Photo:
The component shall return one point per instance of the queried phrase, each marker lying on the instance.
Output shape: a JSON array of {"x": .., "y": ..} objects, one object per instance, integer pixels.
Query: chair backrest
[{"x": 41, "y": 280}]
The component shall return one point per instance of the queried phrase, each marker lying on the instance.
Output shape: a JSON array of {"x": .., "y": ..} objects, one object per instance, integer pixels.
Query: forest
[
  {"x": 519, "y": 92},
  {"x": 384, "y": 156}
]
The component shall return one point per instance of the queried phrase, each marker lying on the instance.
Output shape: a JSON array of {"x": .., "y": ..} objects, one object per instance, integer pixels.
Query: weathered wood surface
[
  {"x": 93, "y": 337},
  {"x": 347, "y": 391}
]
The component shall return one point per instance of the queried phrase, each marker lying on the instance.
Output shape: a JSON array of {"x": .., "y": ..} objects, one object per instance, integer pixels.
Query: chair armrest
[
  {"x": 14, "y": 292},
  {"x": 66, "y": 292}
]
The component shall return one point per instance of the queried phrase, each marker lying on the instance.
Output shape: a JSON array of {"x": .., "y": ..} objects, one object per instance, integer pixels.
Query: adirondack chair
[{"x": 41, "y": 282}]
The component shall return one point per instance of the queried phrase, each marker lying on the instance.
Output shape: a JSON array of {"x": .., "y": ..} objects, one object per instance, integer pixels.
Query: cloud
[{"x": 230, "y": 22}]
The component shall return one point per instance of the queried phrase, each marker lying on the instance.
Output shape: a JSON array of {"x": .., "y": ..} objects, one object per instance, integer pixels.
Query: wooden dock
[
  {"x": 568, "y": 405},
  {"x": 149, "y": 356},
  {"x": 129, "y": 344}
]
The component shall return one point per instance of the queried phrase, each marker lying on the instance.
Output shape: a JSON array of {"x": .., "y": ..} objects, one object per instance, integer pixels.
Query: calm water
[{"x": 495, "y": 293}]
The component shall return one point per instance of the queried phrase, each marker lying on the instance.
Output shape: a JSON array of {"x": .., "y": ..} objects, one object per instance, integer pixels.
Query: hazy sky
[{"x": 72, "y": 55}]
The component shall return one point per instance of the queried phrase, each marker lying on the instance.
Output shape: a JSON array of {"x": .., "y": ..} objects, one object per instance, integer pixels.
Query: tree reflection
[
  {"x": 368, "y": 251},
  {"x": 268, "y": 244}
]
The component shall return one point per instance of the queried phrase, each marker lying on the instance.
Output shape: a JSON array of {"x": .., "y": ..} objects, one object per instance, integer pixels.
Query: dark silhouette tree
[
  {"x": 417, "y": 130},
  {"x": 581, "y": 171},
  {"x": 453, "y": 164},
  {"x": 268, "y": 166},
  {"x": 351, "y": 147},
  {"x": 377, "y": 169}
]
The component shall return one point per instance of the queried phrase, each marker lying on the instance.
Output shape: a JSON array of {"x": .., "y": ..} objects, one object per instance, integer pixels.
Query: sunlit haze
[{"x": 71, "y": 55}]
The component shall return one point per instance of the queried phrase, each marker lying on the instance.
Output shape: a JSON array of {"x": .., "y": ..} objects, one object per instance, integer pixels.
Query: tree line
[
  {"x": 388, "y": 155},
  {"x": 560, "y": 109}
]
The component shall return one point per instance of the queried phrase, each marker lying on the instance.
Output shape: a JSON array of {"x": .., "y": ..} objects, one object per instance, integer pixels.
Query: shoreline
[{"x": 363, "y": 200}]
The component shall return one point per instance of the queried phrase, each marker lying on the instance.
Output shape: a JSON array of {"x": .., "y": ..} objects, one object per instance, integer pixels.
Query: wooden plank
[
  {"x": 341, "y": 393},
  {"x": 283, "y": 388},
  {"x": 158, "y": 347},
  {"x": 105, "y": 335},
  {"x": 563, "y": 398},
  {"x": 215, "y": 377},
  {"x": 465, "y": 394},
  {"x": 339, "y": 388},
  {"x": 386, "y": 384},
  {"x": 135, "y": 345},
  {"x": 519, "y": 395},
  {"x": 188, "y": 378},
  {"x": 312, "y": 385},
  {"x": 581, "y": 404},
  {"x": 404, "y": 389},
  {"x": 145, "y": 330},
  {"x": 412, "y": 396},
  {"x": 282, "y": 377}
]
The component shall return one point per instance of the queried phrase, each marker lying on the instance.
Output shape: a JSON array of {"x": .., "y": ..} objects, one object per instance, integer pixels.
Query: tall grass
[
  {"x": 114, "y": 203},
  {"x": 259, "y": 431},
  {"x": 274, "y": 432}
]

********

Return an exact copy of the listing above, complete in every line.

Photo:
The component shall return one point per instance of the queried phrase, each marker lying on the instance.
Output shape: a JSON array of {"x": .., "y": ..} objects, one object per instance, integer pixels.
Query: chair backrest
[{"x": 41, "y": 280}]
The component shall return one point per instance of the queried phrase, each marker lying on the instance.
Output shape: a JSON array of {"x": .., "y": ..} objects, one object per instance, integer pixels.
Query: forest
[
  {"x": 519, "y": 92},
  {"x": 384, "y": 156}
]
The component shall return one point per instance of the queried phrase, each marker lying on the instance.
Output shape: a JSON array of {"x": .., "y": ..} objects, one object per instance, integer pixels.
Query: weathered wood surface
[
  {"x": 93, "y": 337},
  {"x": 347, "y": 391}
]
The component shall return one point per instance of the queried phrase, each marker lying on the instance.
Output shape: a JSON array of {"x": .., "y": ..} objects, one object per instance, integer pixels.
Query: chair armrest
[
  {"x": 14, "y": 292},
  {"x": 66, "y": 292}
]
The component shall return one point per instance of the queried phrase, each marker lying on the instance.
Output shape: a JSON array of {"x": .., "y": ..} objects, one object per instance, integer pixels.
Query: adirondack chair
[{"x": 41, "y": 282}]
The component shall return one point per instance of the queried phrase, each marker lying on the instance.
Output shape: a JSON array of {"x": .., "y": ..} objects, one object per instance, integer pixels.
Query: cloud
[{"x": 230, "y": 22}]
The component shall return one point per instance of the queried phrase, each marker lying on the instance.
Output shape: a JSON array of {"x": .., "y": ..} objects, one object per instance, integer pixels.
Query: wooden dock
[
  {"x": 568, "y": 405},
  {"x": 149, "y": 356},
  {"x": 129, "y": 344}
]
The component shall return one point per instance of the queried phrase, each marker lying on the instance.
Output shape: a JSON array of {"x": .., "y": ..} objects, one object per instance, integer pixels.
Query: calm water
[{"x": 495, "y": 293}]
The component shall return one point per instance of the queried phrase, each marker lying on the instance.
Output shape: a JSON array of {"x": .., "y": ..} objects, one object per instance, integer pixels.
Query: hazy sky
[{"x": 72, "y": 55}]
The component shall return one point per instance of the queried phrase, each marker lying on the instance.
Output shape: a JSON array of {"x": .., "y": ..} objects, one object per instance, integer pixels.
Query: tree reflection
[
  {"x": 368, "y": 251},
  {"x": 268, "y": 244}
]
The component shall return one point per instance of the queried phrase, each marker lying on the instance.
Output shape: a JSON array of {"x": .., "y": ..} objects, one object per instance, integer pixels.
Query: dark silhouette tree
[
  {"x": 417, "y": 130},
  {"x": 581, "y": 171},
  {"x": 453, "y": 164},
  {"x": 268, "y": 166},
  {"x": 351, "y": 147},
  {"x": 377, "y": 169}
]
The component shall return one point per instance of the queried phrase, each marker lying on the instance.
Output shape: a JSON array of {"x": .., "y": ..} objects, one object per instance, integer pixels.
Query: sunlit haze
[{"x": 71, "y": 55}]
The component shall return one point per instance of the queried phrase, each marker lying on the instance.
Output shape: a JSON array of {"x": .., "y": ..} objects, one object per instance, integer pixels.
Query: tree line
[
  {"x": 388, "y": 155},
  {"x": 560, "y": 109}
]
The component shall return one point per instance of the queried phrase, each marker lying on the instance.
Output shape: a JSON array of {"x": .., "y": ..} objects, one object per instance, integer pixels.
Query: shoreline
[{"x": 363, "y": 200}]
The component shall return one point per instance of the queried phrase, each marker lying on the instance.
Output shape: a JSON array of {"x": .., "y": ..} objects, one object per instance, integer pixels.
Query: wooden plank
[
  {"x": 341, "y": 393},
  {"x": 283, "y": 388},
  {"x": 158, "y": 347},
  {"x": 105, "y": 335},
  {"x": 563, "y": 398},
  {"x": 215, "y": 377},
  {"x": 465, "y": 394},
  {"x": 339, "y": 388},
  {"x": 386, "y": 384},
  {"x": 135, "y": 345},
  {"x": 519, "y": 395},
  {"x": 188, "y": 378},
  {"x": 312, "y": 385},
  {"x": 581, "y": 404},
  {"x": 404, "y": 389},
  {"x": 145, "y": 330},
  {"x": 412, "y": 396},
  {"x": 282, "y": 377}
]
The component shall return one point per instance of the queried phrase, each marker lying on the instance.
Output shape: a JSON array of {"x": .., "y": ..} objects, one object per instance, integer pixels.
Query: tall grass
[
  {"x": 114, "y": 203},
  {"x": 259, "y": 431},
  {"x": 274, "y": 432}
]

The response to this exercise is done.